→ Raw records:
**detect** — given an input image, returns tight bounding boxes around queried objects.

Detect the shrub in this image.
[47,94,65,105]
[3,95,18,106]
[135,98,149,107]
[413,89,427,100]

→ What the task requires: Copy the rows above word for word.

→ The output:
**detect** — given an input image, returns tight bounding boxes around queried objects.

Detect the shrub in this image.
[47,94,65,105]
[3,95,18,106]
[135,98,149,107]
[413,89,427,100]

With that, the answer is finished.